■ **Request**:
Render every item below as a numbered list with one entry per line. Omit blank lines and leave the pictures out.

■ **Information shown**:
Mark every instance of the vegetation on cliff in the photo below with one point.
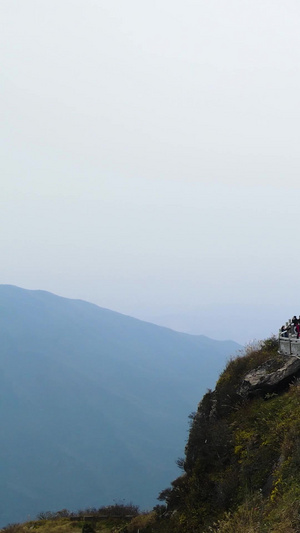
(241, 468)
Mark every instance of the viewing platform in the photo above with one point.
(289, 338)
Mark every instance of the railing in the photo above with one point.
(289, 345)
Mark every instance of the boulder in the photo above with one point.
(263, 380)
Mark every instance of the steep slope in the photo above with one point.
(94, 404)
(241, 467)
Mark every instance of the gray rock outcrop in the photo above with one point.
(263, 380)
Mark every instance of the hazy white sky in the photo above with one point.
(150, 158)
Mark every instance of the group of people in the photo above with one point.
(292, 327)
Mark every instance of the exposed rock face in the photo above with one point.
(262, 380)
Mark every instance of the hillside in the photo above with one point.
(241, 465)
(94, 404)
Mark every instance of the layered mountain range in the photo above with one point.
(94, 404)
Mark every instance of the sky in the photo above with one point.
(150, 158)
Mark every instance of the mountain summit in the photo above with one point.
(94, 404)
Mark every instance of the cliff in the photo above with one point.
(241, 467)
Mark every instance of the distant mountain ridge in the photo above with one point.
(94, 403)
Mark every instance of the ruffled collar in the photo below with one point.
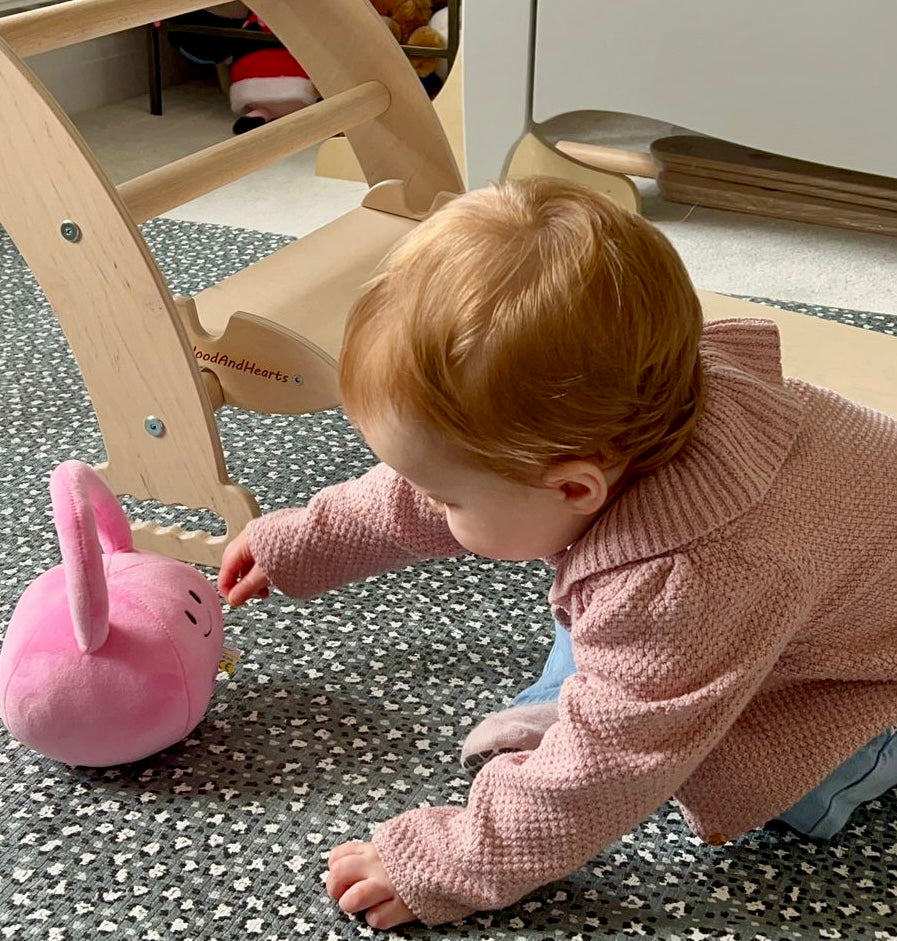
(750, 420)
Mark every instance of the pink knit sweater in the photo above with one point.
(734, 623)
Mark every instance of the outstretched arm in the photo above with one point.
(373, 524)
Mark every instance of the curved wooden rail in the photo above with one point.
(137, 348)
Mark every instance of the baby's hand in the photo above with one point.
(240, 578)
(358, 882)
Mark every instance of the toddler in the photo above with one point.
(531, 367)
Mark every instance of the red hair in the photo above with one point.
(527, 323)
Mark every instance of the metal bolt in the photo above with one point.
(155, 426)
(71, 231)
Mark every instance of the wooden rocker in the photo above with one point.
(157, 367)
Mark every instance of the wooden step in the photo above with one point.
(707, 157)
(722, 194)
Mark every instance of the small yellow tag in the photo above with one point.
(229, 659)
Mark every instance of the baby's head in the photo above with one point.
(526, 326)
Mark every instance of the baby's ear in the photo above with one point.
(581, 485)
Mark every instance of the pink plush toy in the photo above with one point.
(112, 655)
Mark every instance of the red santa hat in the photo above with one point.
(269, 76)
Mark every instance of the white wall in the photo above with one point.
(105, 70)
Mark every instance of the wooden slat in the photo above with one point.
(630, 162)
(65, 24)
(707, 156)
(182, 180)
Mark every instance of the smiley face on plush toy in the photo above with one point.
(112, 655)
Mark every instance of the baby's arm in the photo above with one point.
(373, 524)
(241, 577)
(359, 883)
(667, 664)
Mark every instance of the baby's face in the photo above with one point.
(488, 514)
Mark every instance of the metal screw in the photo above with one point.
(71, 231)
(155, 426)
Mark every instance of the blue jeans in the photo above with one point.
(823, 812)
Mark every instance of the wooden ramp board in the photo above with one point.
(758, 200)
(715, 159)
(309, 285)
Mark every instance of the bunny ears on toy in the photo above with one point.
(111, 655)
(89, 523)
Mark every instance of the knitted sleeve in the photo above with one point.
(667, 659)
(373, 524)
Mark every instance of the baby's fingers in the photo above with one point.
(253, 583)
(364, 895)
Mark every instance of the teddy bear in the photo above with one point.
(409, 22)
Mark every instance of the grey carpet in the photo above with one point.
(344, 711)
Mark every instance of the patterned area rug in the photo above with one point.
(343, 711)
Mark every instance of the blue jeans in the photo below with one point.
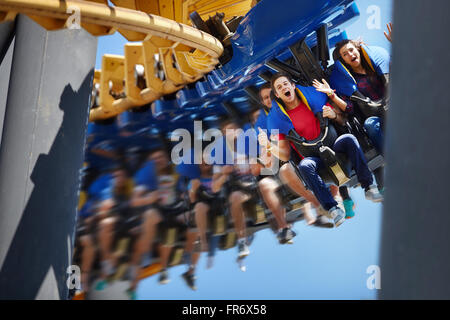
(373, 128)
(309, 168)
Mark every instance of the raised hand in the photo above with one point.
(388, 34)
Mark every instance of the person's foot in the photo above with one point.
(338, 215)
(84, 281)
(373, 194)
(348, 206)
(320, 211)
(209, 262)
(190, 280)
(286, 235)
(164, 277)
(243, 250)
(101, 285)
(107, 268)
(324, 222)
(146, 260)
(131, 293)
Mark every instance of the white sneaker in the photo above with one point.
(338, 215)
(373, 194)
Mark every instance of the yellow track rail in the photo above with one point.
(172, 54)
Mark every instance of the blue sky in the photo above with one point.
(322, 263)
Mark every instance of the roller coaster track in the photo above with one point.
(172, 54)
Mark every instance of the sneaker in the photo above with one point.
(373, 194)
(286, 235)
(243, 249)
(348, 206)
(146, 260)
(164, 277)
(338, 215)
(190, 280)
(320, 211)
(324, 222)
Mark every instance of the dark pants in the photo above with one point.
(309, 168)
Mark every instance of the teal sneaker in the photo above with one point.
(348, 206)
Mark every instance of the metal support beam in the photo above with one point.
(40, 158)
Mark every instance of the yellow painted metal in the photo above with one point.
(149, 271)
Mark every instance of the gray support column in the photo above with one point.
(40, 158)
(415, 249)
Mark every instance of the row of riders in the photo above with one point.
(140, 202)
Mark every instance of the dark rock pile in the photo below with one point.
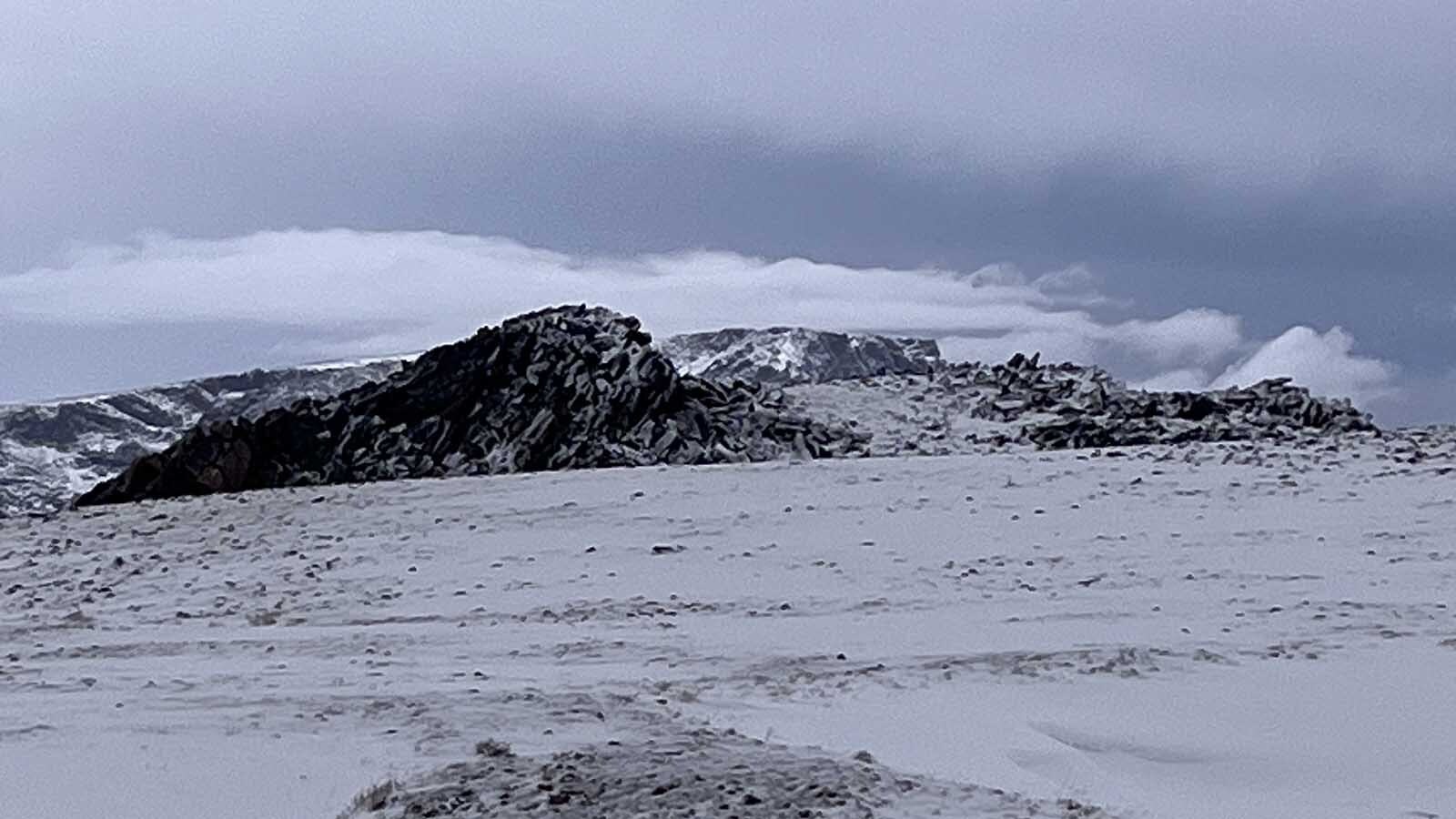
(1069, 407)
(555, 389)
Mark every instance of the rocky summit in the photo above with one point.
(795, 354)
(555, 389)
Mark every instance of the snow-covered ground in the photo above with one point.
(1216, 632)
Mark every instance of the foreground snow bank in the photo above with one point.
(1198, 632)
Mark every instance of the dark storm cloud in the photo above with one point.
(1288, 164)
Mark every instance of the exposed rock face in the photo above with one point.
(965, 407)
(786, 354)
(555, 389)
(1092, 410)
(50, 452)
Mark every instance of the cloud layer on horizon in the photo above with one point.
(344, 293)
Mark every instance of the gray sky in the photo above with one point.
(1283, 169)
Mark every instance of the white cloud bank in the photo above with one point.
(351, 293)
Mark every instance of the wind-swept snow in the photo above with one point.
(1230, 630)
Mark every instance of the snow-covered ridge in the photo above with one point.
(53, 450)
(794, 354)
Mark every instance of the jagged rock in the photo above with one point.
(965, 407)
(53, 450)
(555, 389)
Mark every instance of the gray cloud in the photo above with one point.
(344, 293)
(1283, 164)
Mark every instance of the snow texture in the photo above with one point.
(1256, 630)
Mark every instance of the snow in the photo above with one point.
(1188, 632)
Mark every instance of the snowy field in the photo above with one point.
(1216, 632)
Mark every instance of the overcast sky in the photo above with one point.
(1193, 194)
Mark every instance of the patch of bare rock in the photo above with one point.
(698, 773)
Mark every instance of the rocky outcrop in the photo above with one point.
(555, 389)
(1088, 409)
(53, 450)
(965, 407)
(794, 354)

■ **Output below**:
1. Mark every instance of the vegetation on cliff in the photo below with one point.
2. (241, 468)
3. Mark every instance of the viewing platform in the photo above with one point.
4. (289, 338)
5. Mark every instance of the railing in the photo above with one point.
6. (289, 345)
7. Mark every instance of the boulder in the photo above with one point.
8. (263, 380)
9. Mark every instance of the steep slope in the photo above with one point.
10. (94, 404)
11. (241, 467)
12. Mark every instance of the gray rock outcrop in the photo above with one point.
13. (263, 380)
14. Mark every instance of the hazy white sky in the photo above with one point.
15. (150, 158)
16. Mark every instance of the group of people in the photo above with one point.
17. (292, 327)
18. Mark every instance of the exposed rock face in the photo above with one point.
19. (262, 380)
20. Mark every instance of the hillside in the photo above with one point.
21. (241, 465)
22. (94, 404)
23. Mark every instance of the layered mountain range in the photo above with one point.
24. (94, 404)
25. Mark every instance of the sky in the photo above with one point.
26. (150, 158)
27. Mark every instance of the mountain summit in the photo above with one point.
28. (94, 404)
29. Mark every instance of the cliff in the photo above with one point.
30. (241, 467)
31. Mark every instance of the distant mountain ridge in the photo above with one point.
32. (94, 403)
33. Mark every instance of the ruffled collar in the photo below with one point.
34. (750, 420)
35. Mark every instance of the pink knit sweater in the photo above with one point.
36. (734, 623)
37. Mark every instance of the outstretched arm in the photo above with one point.
38. (373, 524)
39. Mark every instance of the curved wooden rail in the photo above with one point.
40. (137, 348)
41. Mark every instance of the baby's hand in the photo above with one point.
42. (240, 578)
43. (358, 882)
44. Mark every instance of the toddler in the photo above with one point.
45. (531, 367)
46. Mark every instance of the red hair in the photo above with one point.
47. (527, 323)
48. Mark every instance of the metal bolt in the photo above with one point.
49. (155, 426)
50. (71, 231)
51. Mark every instance of the wooden rocker in the photo above with one point.
52. (157, 367)
53. Mark every instance of the wooden step in the photo above with one point.
54. (707, 157)
55. (722, 194)
56. Mark every instance of the small yellow tag in the photo above with one point.
57. (229, 659)
58. Mark every instance of the baby's head in the photo above with one point.
59. (526, 326)
60. Mark every instance of the baby's ear in the photo above with one point.
61. (581, 485)
62. Mark every instance of the pink plush toy in the photo above with one point.
63. (112, 655)
64. Mark every instance of the red santa hat in the photo above with one point.
65. (269, 76)
66. Mark every instance of the white wall in the photo above with one point.
67. (105, 70)
68. Mark every instance of the wooden slat in the photo above with one point.
69. (630, 162)
70. (65, 24)
71. (707, 156)
72. (182, 180)
73. Mark every instance of the smiley face on plush toy in the photo above with one point.
74. (112, 655)
75. Mark every instance of the baby's arm in the photo above with one point.
76. (373, 524)
77. (241, 577)
78. (359, 883)
79. (667, 664)
80. Mark every instance of the baby's face in the photo above with one point.
81. (488, 514)
82. Mark every instance of the metal screw in the photo above with one point.
83. (71, 231)
84. (155, 426)
85. Mark every instance of the blue jeans in the photo above with one point.
86. (823, 812)
87. Mark every instance of the wooden ramp board in the photo above with one point.
88. (758, 200)
89. (715, 159)
90. (309, 285)
91. Mark every instance of the bunny ears on toy in the photo above with one point.
92. (111, 655)
93. (89, 523)
94. Mark every instance of the knitted sleeve in the photo above with one point.
95. (667, 659)
96. (373, 524)
97. Mark every instance of the baby's fingers in the photo above with one point.
98. (253, 583)
99. (364, 895)
100. Mark every instance of the teddy bear in the photo above with one point.
101. (409, 22)
102. Mark every instance of the grey carpet in the photo above with one point.
103. (344, 711)
104. Mark every instance of the patterned area rug in the photo above with one point.
105. (343, 711)
106. Mark every instance of the blue jeans in the photo below with one point.
107. (373, 128)
108. (309, 168)
109. Mark every instance of the raised hand in the photo above with one point.
110. (388, 34)
111. Mark every instance of the person's foot in the photo above with one point.
112. (338, 215)
113. (84, 281)
114. (373, 194)
115. (348, 206)
116. (320, 211)
117. (209, 262)
118. (190, 280)
119. (286, 235)
120. (164, 277)
121. (243, 250)
122. (101, 285)
123. (107, 268)
124. (324, 222)
125. (146, 260)
126. (131, 293)
127. Mark every instance of the white sneaker in the photo above with one point.
128. (338, 215)
129. (373, 194)
130. Mark every instance of the yellow track rail in the photo above with one point.
131. (172, 54)
132. Mark every instance of the blue sky in the photo above with one point.
133. (322, 263)
134. Mark every instance of the roller coaster track in the photo above with one point.
135. (172, 54)
136. Mark every instance of the sneaker in the photo above with one point.
137. (373, 194)
138. (286, 235)
139. (243, 249)
140. (348, 206)
141. (146, 260)
142. (164, 277)
143. (338, 215)
144. (190, 280)
145. (320, 211)
146. (324, 222)
147. Mark every instance of the dark pants in the photo above with one point.
148. (309, 168)
149. Mark every instance of the teal sneaker in the photo above with one point.
150. (348, 206)
151. Mark every instance of the metal support beam in the photo above with one point.
152. (40, 158)
153. Mark every instance of the yellow painted metal in the photo above with one point.
154. (149, 271)
155. Mark every instance of the gray support column in the photo above with one point.
156. (40, 158)
157. (415, 249)
158. Mark every instance of the row of riders in the photo above with one point.
159. (140, 202)
160. Mark every instance of the dark rock pile in the photo below with one point.
161. (1069, 407)
162. (555, 389)
163. Mark every instance of the rocky summit in the photo above with one point.
164. (795, 354)
165. (555, 389)
166. Mark every instance of the snow-covered ground in the photo above with one point.
167. (1216, 632)
168. Mark every instance of the foreground snow bank in the photo above with one point.
169. (1198, 632)
170. Mark every instance of the dark storm cloud in the photo above with one point.
171. (1288, 164)
172. Mark every instance of the exposed rock face in the photo above with one point.
173. (965, 407)
174. (786, 354)
175. (555, 389)
176. (1092, 410)
177. (50, 452)
178. Mark every instance of the cloud layer on horizon in the photo above with one point.
179. (344, 293)
180. Mark every instance of the gray sky in the photo above with one point.
181. (1283, 169)
182. Mark every instance of the white cloud bank in the photo above with one point.
183. (351, 293)
184. Mark every instance of the wind-swept snow in the photo above with one point.
185. (1230, 630)
186. Mark every instance of the snow-covered ridge in the photo above with one point.
187. (53, 450)
188. (794, 354)
189. Mark every instance of the jagged rock in the photo above with one point.
190. (965, 407)
191. (53, 450)
192. (555, 389)
193. Mark every instance of the gray cloud in the photo above with one point.
194. (344, 293)
195. (1283, 164)
196. Mark every instance of the snow texture in the photo above with one point.
197. (1256, 630)
198. Mark every instance of the snow in the photo above with one point.
199. (1188, 632)
200. Mark every instance of the snowy field in the photo above with one point.
201. (1216, 632)
202. Mark every instance of the overcast sky in the photo above with one point.
203. (1193, 194)
204. Mark every instance of the patch of bare rock in the photo above with one point.
205. (698, 773)
206. Mark every instance of the rocky outcrop in the photo above with one point.
207. (555, 389)
208. (1088, 409)
209. (53, 450)
210. (965, 407)
211. (794, 354)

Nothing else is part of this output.